-- start of RAW RECORDS --

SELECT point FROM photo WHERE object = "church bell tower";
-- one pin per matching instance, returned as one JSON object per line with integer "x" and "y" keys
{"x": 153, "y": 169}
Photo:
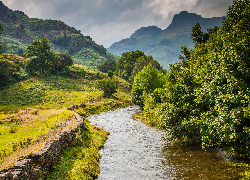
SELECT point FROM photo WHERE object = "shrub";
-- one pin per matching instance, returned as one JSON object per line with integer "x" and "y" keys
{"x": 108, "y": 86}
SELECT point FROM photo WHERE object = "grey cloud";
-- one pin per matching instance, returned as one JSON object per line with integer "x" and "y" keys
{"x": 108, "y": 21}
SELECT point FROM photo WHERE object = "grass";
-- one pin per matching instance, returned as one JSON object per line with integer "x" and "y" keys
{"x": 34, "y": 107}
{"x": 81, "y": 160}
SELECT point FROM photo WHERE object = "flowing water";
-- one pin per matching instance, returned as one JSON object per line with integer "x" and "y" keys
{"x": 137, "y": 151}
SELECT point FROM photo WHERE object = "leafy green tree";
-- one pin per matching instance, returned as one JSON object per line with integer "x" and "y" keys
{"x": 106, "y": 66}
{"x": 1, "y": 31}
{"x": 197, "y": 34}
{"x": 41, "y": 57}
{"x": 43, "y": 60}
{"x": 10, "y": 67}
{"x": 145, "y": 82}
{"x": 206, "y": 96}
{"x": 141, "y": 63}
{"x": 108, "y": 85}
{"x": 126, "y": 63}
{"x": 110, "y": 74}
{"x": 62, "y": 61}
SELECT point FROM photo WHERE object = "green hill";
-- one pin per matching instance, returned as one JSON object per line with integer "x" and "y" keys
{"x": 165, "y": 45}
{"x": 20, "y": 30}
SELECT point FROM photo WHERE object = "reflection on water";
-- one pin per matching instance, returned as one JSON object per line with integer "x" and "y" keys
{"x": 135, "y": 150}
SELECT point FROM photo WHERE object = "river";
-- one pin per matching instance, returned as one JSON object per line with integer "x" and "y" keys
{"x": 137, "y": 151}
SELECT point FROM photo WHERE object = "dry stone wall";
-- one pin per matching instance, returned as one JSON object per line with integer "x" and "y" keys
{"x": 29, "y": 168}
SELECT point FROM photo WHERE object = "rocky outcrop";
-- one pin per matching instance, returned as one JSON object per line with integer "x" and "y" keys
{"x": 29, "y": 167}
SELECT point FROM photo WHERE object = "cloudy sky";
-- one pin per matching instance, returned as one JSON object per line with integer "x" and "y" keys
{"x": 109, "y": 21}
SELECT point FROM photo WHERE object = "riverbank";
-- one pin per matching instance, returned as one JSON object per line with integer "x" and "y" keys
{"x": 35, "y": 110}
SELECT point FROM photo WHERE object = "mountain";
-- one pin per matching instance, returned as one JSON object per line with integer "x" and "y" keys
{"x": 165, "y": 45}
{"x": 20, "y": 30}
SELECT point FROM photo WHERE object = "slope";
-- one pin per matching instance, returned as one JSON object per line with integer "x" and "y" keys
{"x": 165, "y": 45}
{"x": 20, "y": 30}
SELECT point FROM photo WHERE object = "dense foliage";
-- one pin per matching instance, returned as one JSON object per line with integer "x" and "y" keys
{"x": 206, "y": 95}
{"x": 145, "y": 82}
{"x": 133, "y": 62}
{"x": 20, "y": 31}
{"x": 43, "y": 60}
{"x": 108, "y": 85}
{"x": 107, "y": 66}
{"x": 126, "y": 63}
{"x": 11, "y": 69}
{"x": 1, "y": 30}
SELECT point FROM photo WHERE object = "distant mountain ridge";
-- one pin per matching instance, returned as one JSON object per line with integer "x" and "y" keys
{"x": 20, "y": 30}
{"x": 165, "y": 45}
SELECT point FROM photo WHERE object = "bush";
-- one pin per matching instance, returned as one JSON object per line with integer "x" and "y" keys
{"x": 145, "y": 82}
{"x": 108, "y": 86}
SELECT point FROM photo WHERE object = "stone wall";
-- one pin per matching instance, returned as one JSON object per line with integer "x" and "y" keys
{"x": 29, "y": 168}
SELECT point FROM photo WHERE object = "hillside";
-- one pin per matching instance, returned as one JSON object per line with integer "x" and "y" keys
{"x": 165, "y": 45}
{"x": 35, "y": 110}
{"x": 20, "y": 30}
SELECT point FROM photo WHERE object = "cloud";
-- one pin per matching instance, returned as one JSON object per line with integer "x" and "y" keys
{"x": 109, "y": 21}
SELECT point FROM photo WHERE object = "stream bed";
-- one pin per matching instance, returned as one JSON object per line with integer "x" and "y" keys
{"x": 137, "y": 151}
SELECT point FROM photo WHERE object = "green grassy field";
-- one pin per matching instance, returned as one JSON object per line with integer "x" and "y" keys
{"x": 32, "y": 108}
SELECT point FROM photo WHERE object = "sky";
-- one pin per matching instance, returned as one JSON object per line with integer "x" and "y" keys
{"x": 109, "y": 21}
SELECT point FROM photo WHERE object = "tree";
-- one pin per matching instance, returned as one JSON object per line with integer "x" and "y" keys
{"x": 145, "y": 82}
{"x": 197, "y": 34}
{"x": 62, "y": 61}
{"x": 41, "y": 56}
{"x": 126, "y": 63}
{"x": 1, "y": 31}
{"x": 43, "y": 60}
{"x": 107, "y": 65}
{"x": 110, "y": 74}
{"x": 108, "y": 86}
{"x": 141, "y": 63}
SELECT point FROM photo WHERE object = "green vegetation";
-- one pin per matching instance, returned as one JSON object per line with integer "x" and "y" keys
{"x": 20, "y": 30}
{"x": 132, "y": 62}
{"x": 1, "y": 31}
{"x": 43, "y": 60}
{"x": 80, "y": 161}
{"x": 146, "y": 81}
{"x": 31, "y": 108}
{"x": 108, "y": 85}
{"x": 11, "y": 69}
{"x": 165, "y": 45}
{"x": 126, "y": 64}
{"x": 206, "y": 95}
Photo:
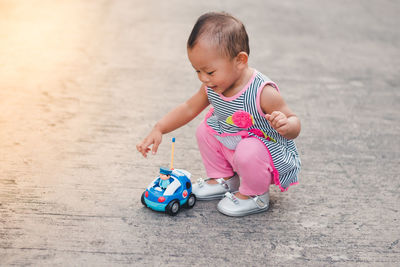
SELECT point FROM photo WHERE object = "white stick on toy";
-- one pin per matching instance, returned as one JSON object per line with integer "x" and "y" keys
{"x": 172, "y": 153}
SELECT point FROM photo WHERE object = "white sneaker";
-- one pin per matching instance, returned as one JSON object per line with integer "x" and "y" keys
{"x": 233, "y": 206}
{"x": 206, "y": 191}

-- end of RAW RECORDS --

_WHAT THIS TASK INVOLVES_: Find every line in the records above that contains the word "white", and copy each such line in full.

_TASK RESULT_:
SELECT point FROM photo WHERE object = "white stick on toy";
SELECT point FROM photo WHERE object = "white sneaker";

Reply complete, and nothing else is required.